→ **DATASET ENTRIES**
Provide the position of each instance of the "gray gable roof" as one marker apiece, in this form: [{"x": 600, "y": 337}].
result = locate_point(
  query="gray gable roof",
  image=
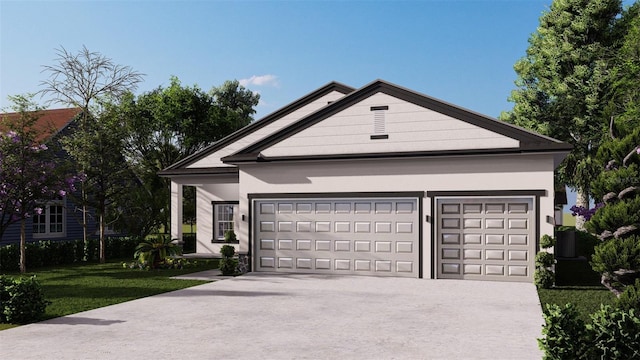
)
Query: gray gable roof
[
  {"x": 529, "y": 141},
  {"x": 179, "y": 167}
]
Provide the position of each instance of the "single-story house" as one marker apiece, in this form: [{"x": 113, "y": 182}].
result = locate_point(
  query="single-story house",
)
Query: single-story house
[
  {"x": 380, "y": 180},
  {"x": 59, "y": 220}
]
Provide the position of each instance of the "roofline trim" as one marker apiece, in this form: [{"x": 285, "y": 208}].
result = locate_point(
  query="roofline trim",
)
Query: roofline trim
[
  {"x": 527, "y": 138},
  {"x": 268, "y": 119}
]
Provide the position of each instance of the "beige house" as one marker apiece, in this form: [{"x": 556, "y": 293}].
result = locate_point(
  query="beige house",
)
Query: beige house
[{"x": 379, "y": 181}]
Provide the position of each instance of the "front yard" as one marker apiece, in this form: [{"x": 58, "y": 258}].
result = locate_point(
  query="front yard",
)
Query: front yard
[
  {"x": 75, "y": 288},
  {"x": 577, "y": 283}
]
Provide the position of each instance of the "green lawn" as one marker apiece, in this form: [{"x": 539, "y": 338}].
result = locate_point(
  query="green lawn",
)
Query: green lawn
[
  {"x": 73, "y": 289},
  {"x": 576, "y": 283}
]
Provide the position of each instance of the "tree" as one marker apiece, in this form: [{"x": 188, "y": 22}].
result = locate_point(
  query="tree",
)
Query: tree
[
  {"x": 168, "y": 124},
  {"x": 563, "y": 81},
  {"x": 616, "y": 189},
  {"x": 29, "y": 176},
  {"x": 98, "y": 150},
  {"x": 86, "y": 80}
]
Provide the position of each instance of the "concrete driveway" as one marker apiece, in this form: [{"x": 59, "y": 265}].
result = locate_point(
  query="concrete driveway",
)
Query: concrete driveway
[{"x": 267, "y": 316}]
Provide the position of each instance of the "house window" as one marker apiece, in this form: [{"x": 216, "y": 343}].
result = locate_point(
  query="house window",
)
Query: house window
[
  {"x": 223, "y": 219},
  {"x": 50, "y": 222}
]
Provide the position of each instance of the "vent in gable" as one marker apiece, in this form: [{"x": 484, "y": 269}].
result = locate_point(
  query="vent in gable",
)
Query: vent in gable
[{"x": 379, "y": 122}]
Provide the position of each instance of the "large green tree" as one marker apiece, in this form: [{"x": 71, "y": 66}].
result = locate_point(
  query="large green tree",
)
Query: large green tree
[
  {"x": 88, "y": 80},
  {"x": 564, "y": 80},
  {"x": 170, "y": 123}
]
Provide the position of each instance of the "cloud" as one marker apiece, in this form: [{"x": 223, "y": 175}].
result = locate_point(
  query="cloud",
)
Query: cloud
[{"x": 260, "y": 80}]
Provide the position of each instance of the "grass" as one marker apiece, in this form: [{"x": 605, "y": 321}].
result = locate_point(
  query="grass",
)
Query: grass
[
  {"x": 77, "y": 288},
  {"x": 577, "y": 283}
]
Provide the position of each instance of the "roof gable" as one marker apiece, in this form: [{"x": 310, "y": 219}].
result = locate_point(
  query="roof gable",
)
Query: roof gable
[
  {"x": 413, "y": 124},
  {"x": 49, "y": 123},
  {"x": 210, "y": 156}
]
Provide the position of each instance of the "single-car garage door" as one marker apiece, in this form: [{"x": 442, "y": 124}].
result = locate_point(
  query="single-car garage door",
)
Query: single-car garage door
[
  {"x": 377, "y": 236},
  {"x": 485, "y": 238}
]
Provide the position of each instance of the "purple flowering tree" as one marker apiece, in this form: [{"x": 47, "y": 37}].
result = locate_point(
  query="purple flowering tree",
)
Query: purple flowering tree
[{"x": 29, "y": 175}]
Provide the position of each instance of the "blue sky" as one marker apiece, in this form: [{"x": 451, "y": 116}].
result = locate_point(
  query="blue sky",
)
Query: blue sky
[{"x": 459, "y": 51}]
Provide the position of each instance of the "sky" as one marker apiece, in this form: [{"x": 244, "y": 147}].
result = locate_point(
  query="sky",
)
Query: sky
[{"x": 459, "y": 51}]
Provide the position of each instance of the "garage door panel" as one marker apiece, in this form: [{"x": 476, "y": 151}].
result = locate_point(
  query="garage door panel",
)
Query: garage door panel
[
  {"x": 485, "y": 238},
  {"x": 361, "y": 236}
]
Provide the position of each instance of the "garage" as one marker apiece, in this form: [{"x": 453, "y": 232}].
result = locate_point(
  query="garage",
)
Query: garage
[
  {"x": 485, "y": 238},
  {"x": 357, "y": 236}
]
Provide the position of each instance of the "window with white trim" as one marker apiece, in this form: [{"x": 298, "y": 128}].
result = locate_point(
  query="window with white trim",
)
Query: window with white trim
[
  {"x": 50, "y": 222},
  {"x": 223, "y": 219}
]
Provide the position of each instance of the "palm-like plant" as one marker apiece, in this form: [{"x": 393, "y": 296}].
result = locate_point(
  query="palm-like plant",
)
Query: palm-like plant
[{"x": 154, "y": 250}]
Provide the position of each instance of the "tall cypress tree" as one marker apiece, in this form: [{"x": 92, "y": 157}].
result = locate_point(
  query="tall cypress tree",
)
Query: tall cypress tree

→ **YOUR OBJECTIVE**
Set the entries down again exactly. Do not include the images.

→ **EXPECTED ANSWER**
Provide the position of each instance of the "gray gable roof" as one marker apiece, in this form: [{"x": 600, "y": 337}].
result = locate_point(
  query="gray gable roof",
  image=
)
Query: gray gable roof
[
  {"x": 529, "y": 141},
  {"x": 179, "y": 167}
]
Provide the position of each instance of the "single-story house" as one marker apiece, in this form: [{"x": 113, "y": 182}].
result = locate_point(
  query="single-story house",
)
Query: single-story house
[
  {"x": 380, "y": 180},
  {"x": 59, "y": 220}
]
Provide the position of each instance of the "roofline trim" as one marker apiece, in this form: [{"x": 285, "y": 208}].
result = locate_point(
  query="roofline trim",
)
Query: roofline trim
[
  {"x": 527, "y": 138},
  {"x": 268, "y": 119}
]
Provide the position of each instance of the "beige house" as one marker apiece, in this form: [{"x": 556, "y": 293}].
result = locate_point(
  query="beige house",
)
Query: beige house
[{"x": 379, "y": 181}]
Provide the position of each instance of the "front yard" as one marker apiece, in this form: [{"x": 58, "y": 258}].
result = locate_point(
  query="front yard",
)
Query: front yard
[
  {"x": 75, "y": 288},
  {"x": 577, "y": 283}
]
Provide the position of each instance of the "green lawn" as one marker apiece, in this form: [{"x": 539, "y": 338}].
result = locate_point(
  query="green lawn",
)
Query: green lawn
[
  {"x": 73, "y": 289},
  {"x": 576, "y": 283}
]
Provide the position of each instance of the "tree" as one marker apiece, in this form: [{"x": 188, "y": 22}].
result = locate_point(
  query="tree",
)
Query: tree
[
  {"x": 168, "y": 124},
  {"x": 563, "y": 81},
  {"x": 616, "y": 189},
  {"x": 29, "y": 176},
  {"x": 98, "y": 150},
  {"x": 86, "y": 80}
]
Provide the position of each instance of the "concrete driveway" as one marker apiece, in this form: [{"x": 59, "y": 265}].
result = locate_point(
  query="concrete driveway",
)
Query: concrete driveway
[{"x": 267, "y": 316}]
Provide the position of each instance of the "house window" as one marker apiece, in this form: [{"x": 216, "y": 343}].
result = locate_point(
  query="house window",
)
Query: house window
[
  {"x": 223, "y": 219},
  {"x": 50, "y": 222}
]
Provide the position of each instance of the "vent in gable" as one marker apiece, in this form: [{"x": 484, "y": 269}].
result = locate_point(
  query="vent in gable",
)
Query: vent in gable
[{"x": 379, "y": 122}]
Provide the position of each instance of the "large green tree" as one marker apiece, in this form: [{"x": 71, "y": 66}].
result = locate_point(
  query="large green tree",
)
Query: large green tree
[
  {"x": 88, "y": 80},
  {"x": 564, "y": 80},
  {"x": 170, "y": 123}
]
Provide the position of each instance of the "cloud" as one marker apiece, in this form: [{"x": 223, "y": 175}].
result = locate_point(
  query="cloud",
)
Query: cloud
[{"x": 260, "y": 80}]
Provide the position of each instance of the "grass" as one marker apiece, in this form: [{"x": 605, "y": 321}].
result = locate_point(
  query="grass",
)
Query: grass
[
  {"x": 77, "y": 288},
  {"x": 577, "y": 283}
]
Provide the position of each instance of the "roof gable" as one marker apiece, in this form: [{"x": 310, "y": 219}].
result = locate_point(
  query="roof gable",
)
Query: roof gable
[
  {"x": 413, "y": 124},
  {"x": 49, "y": 123},
  {"x": 210, "y": 156}
]
Provide the position of each instance of the "single-car garage door" as one marker apiece, in this form: [{"x": 442, "y": 124}].
result = locate_point(
  query="single-car garage door",
)
Query: single-car garage door
[
  {"x": 377, "y": 236},
  {"x": 485, "y": 238}
]
Provide the position of each instance of the "purple flowering tree" as one marker apiece, in this form: [{"x": 47, "y": 37}].
result = locate_point(
  query="purple flowering tree",
)
Query: purple flowering tree
[{"x": 29, "y": 175}]
Provide the position of each instance of the "blue sky" as one marker apiece, in this form: [{"x": 451, "y": 116}].
result = locate_point(
  query="blue sky",
)
Query: blue sky
[{"x": 459, "y": 51}]
Provide the position of each instance of the "sky" as one marker apiece, in this form: [{"x": 244, "y": 147}].
result = locate_point(
  query="sky",
)
Query: sky
[{"x": 459, "y": 51}]
Provide the position of each instance of the "garage door panel" as one marker apiece, in this form: [{"x": 476, "y": 151}].
result = locate_point(
  query="garage door panel",
)
Query: garage door panel
[
  {"x": 485, "y": 238},
  {"x": 361, "y": 236}
]
Provide the position of each instance of the "garage" as one marker apiece, in this form: [{"x": 453, "y": 232}].
result = locate_point(
  query="garage",
)
Query: garage
[
  {"x": 485, "y": 238},
  {"x": 357, "y": 236}
]
Provide the position of each instance of the "window with white trim" as one marker apiece, in this form: [{"x": 298, "y": 128}].
result = locate_point(
  query="window with white trim",
)
Query: window with white trim
[
  {"x": 50, "y": 222},
  {"x": 223, "y": 219}
]
Provide the position of each instance of the "palm-like plant" as one marker apiece, in this form: [{"x": 393, "y": 296}].
result = locate_point(
  query="palm-like plant",
)
Query: palm-like plant
[{"x": 154, "y": 250}]
Provide the position of each instance of the "tall cypress tree" as one marker apiece, in this form: [{"x": 92, "y": 157}].
result = locate_point(
  query="tall cypress tree",
)
Query: tall cypress tree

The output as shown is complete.